### [Description of the task]
For each line of the data below that holds "tree", copy the line.

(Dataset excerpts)
>>>
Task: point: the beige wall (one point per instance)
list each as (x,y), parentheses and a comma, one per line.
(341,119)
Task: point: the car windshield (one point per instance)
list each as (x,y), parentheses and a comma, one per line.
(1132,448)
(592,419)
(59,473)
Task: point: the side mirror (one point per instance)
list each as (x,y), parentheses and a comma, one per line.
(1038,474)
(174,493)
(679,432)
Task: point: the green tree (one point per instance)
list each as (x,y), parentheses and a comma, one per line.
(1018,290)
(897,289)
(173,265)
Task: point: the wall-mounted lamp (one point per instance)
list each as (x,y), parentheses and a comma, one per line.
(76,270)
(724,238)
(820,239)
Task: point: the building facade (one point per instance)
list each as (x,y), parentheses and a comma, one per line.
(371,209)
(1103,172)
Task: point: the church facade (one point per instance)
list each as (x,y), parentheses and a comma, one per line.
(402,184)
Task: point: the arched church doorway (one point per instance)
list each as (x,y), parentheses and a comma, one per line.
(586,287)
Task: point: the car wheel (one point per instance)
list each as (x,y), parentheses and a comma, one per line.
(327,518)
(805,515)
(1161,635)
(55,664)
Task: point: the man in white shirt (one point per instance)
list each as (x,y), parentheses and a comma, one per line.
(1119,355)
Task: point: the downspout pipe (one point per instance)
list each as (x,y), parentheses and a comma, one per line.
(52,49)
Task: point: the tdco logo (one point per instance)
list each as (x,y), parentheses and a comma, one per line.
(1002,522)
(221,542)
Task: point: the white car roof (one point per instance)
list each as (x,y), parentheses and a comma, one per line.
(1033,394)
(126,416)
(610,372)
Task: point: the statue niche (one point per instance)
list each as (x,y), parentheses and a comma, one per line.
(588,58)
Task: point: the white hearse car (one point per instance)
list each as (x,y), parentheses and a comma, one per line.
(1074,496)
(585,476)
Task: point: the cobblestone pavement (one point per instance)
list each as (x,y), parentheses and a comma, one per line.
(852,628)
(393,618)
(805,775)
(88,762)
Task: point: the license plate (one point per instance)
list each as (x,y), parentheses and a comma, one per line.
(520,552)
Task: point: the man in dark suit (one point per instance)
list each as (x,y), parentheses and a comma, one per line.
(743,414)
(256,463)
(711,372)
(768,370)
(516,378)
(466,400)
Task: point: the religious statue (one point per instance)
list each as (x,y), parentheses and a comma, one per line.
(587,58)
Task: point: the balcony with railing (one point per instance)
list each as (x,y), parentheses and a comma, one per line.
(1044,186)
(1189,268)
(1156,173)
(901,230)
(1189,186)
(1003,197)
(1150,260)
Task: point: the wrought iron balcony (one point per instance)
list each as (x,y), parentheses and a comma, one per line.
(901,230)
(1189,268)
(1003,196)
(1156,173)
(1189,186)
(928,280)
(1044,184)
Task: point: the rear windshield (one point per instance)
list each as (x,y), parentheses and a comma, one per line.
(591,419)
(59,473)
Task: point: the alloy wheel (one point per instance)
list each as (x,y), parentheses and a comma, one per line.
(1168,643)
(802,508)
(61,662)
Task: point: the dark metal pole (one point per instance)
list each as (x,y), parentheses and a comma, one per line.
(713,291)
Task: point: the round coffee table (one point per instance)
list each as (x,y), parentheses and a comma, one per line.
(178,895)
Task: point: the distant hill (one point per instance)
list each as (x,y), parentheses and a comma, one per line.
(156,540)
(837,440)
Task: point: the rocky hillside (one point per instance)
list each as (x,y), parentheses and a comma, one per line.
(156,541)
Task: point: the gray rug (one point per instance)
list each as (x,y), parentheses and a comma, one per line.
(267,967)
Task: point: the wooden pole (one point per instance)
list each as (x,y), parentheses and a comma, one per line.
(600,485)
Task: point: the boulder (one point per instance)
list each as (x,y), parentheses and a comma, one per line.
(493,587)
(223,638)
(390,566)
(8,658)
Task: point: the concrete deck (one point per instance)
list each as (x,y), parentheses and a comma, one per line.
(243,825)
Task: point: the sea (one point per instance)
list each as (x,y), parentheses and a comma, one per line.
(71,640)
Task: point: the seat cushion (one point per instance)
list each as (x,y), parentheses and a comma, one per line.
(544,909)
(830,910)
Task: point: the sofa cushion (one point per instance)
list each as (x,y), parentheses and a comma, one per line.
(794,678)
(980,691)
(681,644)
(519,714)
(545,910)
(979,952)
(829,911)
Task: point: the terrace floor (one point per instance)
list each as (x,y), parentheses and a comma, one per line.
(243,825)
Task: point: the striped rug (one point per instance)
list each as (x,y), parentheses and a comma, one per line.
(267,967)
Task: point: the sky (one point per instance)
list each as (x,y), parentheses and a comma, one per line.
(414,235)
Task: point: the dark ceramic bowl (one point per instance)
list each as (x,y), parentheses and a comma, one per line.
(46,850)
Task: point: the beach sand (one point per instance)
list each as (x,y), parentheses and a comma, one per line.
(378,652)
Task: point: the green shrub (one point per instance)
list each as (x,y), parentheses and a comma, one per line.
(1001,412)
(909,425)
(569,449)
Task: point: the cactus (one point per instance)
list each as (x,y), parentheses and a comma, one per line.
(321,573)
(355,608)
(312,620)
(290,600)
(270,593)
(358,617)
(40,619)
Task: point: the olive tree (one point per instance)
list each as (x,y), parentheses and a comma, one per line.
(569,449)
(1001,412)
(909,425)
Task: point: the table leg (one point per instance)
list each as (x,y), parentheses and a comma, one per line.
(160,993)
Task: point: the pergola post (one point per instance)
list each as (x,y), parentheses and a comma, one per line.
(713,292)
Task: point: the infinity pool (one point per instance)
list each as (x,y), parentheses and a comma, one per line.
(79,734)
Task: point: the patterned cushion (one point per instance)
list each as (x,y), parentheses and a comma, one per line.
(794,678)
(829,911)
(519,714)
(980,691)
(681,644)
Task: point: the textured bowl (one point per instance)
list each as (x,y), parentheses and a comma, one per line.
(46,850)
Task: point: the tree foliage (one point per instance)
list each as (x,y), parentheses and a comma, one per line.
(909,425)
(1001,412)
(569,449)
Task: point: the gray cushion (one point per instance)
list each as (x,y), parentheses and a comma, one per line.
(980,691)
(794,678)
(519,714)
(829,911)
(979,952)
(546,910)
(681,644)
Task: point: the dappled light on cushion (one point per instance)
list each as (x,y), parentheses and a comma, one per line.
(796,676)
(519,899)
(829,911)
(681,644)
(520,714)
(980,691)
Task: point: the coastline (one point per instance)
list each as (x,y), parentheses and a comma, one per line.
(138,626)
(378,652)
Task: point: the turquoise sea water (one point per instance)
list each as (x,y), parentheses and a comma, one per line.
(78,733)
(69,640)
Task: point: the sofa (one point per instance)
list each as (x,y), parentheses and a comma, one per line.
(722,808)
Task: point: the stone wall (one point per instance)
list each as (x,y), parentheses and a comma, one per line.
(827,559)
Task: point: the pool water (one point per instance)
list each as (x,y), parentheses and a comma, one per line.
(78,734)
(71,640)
<<<
>>>
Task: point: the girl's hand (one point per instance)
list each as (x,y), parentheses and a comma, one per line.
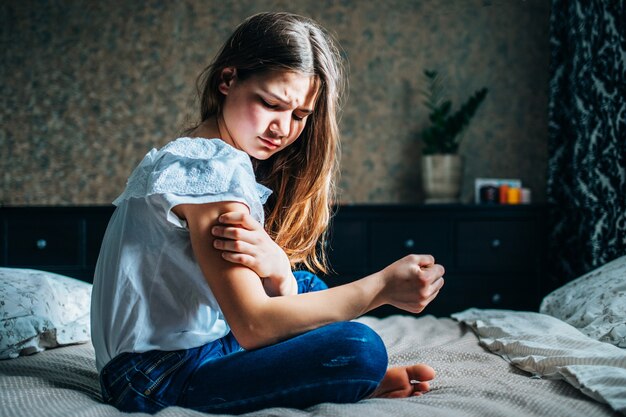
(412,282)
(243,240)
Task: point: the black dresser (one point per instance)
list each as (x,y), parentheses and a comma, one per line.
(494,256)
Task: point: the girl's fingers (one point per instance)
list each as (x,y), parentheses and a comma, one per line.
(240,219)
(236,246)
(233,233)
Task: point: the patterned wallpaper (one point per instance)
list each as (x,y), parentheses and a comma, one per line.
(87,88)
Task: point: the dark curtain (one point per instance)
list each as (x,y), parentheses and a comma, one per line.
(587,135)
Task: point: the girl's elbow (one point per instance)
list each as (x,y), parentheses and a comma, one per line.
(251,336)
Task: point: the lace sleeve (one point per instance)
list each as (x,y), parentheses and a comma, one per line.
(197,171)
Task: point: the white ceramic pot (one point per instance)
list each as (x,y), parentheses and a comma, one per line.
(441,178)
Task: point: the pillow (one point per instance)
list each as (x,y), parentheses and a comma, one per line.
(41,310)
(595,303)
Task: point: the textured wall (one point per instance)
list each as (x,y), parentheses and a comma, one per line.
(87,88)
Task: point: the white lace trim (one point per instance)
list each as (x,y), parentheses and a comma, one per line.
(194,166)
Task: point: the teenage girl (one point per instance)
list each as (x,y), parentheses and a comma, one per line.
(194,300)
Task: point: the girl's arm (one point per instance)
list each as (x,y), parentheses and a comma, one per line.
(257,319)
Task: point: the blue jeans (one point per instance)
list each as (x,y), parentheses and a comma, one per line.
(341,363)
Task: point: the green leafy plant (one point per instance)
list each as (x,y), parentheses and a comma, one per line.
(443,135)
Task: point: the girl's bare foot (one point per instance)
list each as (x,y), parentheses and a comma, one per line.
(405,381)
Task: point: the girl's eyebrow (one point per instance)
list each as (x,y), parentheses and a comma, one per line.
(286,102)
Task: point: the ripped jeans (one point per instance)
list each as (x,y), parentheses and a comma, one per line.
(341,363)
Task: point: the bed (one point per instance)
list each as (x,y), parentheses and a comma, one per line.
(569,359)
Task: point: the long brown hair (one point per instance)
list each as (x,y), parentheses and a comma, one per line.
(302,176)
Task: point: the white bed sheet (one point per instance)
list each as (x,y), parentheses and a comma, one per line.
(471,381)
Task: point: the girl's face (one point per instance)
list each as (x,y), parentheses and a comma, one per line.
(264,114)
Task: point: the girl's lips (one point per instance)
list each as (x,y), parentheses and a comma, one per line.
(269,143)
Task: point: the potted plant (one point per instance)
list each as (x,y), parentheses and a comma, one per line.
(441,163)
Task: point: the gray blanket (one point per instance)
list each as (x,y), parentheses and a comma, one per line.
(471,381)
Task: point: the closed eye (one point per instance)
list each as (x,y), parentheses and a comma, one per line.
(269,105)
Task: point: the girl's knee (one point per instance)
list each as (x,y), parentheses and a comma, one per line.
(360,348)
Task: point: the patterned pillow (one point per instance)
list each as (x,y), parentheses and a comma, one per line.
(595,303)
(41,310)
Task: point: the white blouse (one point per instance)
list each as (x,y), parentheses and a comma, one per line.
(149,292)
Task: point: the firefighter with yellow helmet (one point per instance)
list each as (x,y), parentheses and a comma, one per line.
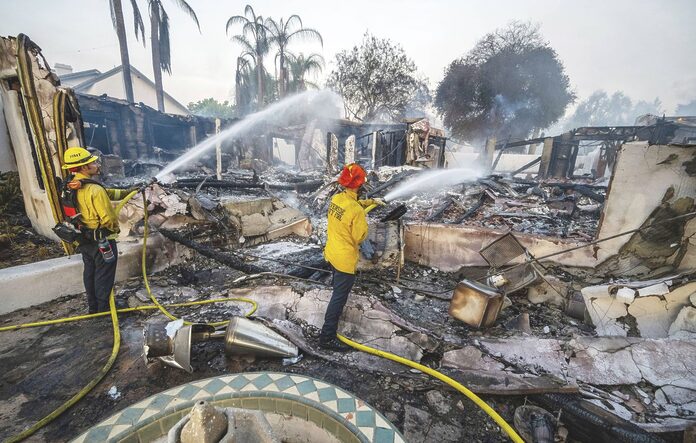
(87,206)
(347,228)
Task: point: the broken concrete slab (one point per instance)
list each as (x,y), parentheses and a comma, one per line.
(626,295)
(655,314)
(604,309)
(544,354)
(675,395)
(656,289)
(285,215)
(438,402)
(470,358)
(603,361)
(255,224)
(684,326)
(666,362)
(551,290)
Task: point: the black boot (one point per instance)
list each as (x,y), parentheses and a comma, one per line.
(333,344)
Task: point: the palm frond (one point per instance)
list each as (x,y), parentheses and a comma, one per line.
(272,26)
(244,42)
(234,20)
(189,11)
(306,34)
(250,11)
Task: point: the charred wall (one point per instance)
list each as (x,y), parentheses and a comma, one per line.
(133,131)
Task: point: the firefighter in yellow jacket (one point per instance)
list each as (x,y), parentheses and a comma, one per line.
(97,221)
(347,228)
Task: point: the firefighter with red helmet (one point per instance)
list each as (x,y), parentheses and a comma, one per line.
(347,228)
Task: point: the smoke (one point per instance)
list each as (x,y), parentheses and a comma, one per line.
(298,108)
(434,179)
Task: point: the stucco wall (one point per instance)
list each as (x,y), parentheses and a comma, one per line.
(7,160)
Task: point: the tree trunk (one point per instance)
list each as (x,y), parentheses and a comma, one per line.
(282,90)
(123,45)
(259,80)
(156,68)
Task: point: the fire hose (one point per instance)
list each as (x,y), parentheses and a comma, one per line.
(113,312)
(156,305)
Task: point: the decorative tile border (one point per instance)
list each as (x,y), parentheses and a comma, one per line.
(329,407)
<<<
### [Problem solution]
Task: point: the green tree (one point per instance)
Task: point: the olive tree (one point per instance)
Task: point: the tree foliage (one point per instance)
Task: point: the tree trunk (one point per instance)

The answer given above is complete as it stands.